Records of labeled shapes:

:::

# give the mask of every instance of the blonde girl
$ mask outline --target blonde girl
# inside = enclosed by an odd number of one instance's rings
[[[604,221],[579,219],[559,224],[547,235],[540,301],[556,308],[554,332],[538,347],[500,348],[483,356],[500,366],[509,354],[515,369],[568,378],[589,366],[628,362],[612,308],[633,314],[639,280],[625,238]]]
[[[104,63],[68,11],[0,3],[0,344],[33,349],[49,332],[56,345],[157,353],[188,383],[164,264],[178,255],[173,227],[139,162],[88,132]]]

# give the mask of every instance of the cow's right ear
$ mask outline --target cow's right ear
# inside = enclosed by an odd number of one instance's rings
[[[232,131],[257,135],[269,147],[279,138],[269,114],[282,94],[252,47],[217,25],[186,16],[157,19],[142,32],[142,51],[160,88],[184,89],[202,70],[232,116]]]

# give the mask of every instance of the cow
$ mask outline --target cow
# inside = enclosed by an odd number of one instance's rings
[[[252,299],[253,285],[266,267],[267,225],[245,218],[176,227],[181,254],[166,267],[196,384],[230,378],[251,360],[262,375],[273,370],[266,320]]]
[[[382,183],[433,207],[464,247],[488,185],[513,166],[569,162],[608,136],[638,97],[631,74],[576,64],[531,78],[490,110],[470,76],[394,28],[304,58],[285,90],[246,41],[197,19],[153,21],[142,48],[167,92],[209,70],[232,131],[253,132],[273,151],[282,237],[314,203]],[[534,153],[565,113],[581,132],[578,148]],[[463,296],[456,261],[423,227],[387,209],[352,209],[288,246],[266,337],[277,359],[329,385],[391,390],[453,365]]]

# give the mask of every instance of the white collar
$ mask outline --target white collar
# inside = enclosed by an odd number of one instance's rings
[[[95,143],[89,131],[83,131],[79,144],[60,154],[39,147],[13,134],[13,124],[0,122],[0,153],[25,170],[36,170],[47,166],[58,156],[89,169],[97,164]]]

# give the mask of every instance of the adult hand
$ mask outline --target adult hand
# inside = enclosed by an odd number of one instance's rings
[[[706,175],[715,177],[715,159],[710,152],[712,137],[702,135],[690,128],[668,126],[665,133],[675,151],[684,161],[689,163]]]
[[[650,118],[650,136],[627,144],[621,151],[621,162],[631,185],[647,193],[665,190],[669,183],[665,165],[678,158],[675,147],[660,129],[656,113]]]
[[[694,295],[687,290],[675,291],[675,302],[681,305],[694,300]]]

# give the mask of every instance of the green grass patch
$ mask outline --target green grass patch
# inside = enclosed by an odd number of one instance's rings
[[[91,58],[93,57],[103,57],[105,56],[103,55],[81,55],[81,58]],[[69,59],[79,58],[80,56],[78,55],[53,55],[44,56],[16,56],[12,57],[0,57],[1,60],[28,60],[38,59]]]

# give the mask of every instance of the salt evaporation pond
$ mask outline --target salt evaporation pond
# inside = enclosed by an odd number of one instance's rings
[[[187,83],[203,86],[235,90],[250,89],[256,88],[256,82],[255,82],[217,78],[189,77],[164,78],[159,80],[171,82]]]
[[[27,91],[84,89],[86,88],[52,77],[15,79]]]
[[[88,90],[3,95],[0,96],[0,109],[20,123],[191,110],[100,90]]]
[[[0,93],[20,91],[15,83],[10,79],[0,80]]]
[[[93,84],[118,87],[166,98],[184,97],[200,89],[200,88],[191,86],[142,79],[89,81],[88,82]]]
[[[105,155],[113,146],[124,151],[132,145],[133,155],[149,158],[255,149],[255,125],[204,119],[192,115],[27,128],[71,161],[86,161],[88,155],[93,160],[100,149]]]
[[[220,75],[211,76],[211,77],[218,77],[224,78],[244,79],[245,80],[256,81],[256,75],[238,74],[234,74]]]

:::

Write out all the rows above again, switching "mask outline" to "shape outline" everywhere it occurs and keeping everything else the same.

# give the mask of every instance of the blonde girl
$ shape outline --target blonde girl
# inside = enclosed by an odd number of one instance's rings
[[[604,221],[579,219],[559,224],[547,235],[540,301],[556,308],[554,332],[538,347],[500,348],[483,356],[500,366],[509,354],[515,369],[568,378],[589,366],[628,362],[612,308],[633,314],[639,280],[625,238]]]
[[[104,63],[68,11],[0,3],[0,344],[33,349],[49,332],[56,345],[157,353],[188,383],[164,264],[178,255],[173,227],[139,162],[88,132]]]

# give the mask of every instance of the cow's right ear
$ shape outline --target cow's right ear
# inside = enclosed by an odd number of one instance's rings
[[[232,131],[257,135],[269,147],[279,138],[269,114],[282,94],[252,47],[217,25],[186,16],[157,19],[142,32],[142,51],[160,88],[184,89],[202,70],[232,116]]]

# give the mask of every instance of the cow
$ shape outline --target cow
# inside = enclosed by an odd number of one instance's rings
[[[252,299],[253,285],[266,267],[267,225],[245,218],[176,227],[181,254],[166,267],[196,384],[230,378],[251,360],[262,375],[273,370],[266,320]]]
[[[382,183],[433,207],[464,247],[488,185],[513,166],[569,162],[608,136],[638,97],[631,74],[576,64],[531,78],[490,110],[470,76],[394,28],[304,58],[285,90],[246,41],[197,19],[153,21],[142,48],[167,92],[209,70],[232,131],[253,132],[273,151],[282,237],[314,203]],[[534,153],[565,113],[581,132],[578,148]],[[463,296],[456,261],[423,227],[387,209],[352,209],[288,246],[266,337],[277,359],[329,385],[391,390],[453,365]]]

# give the mask of every instance of the white collar
$ shape outline --target white collar
# inside = enclosed by an odd number of one instance's rings
[[[95,143],[89,131],[83,131],[79,144],[60,154],[39,147],[13,134],[13,124],[0,122],[0,153],[25,170],[36,170],[47,166],[58,156],[89,169],[97,164]]]

# give the mask of every instance of the adult hand
$ shape outline --target adult hand
# inside = enclosed by an odd number of one instance's rings
[[[706,175],[715,177],[715,159],[710,152],[712,137],[702,135],[690,128],[668,126],[665,133],[675,151],[684,161],[689,163]]]
[[[650,118],[650,136],[627,144],[621,151],[621,162],[631,185],[647,193],[665,190],[669,183],[665,165],[678,158],[675,147],[660,129],[656,113]]]
[[[694,295],[687,290],[675,291],[675,302],[681,305],[694,300]]]

# give the mask of every instance of the green grass patch
$ shape outline --target green grass patch
# inside = enclosed by an odd number of one instance's rings
[[[91,58],[93,57],[103,57],[105,56],[103,55],[81,55],[81,58]],[[69,59],[79,58],[80,56],[78,55],[53,55],[44,56],[16,56],[12,57],[0,57],[1,60],[28,60],[38,59]]]

# give the mask of every instance of the salt evaporation pond
$ shape outline --target salt evaporation pond
# inside = enclosed by an odd number of one instance's rings
[[[187,83],[203,86],[235,90],[250,89],[256,88],[256,82],[255,82],[217,78],[189,77],[164,78],[159,80],[171,82]]]
[[[27,91],[84,89],[86,88],[52,77],[15,79]]]
[[[88,90],[3,95],[0,96],[0,109],[20,123],[191,110],[100,90]]]
[[[0,93],[20,91],[15,83],[10,79],[0,80]]]
[[[93,84],[118,87],[166,98],[184,97],[200,89],[200,88],[191,86],[142,79],[89,81],[88,82]]]
[[[105,155],[113,146],[124,151],[132,145],[133,155],[149,158],[255,149],[255,125],[204,119],[192,115],[27,128],[71,161],[86,161],[88,155],[93,160],[100,149]]]
[[[220,75],[211,76],[211,77],[218,77],[224,78],[244,79],[245,80],[256,81],[256,75],[238,74],[234,74]]]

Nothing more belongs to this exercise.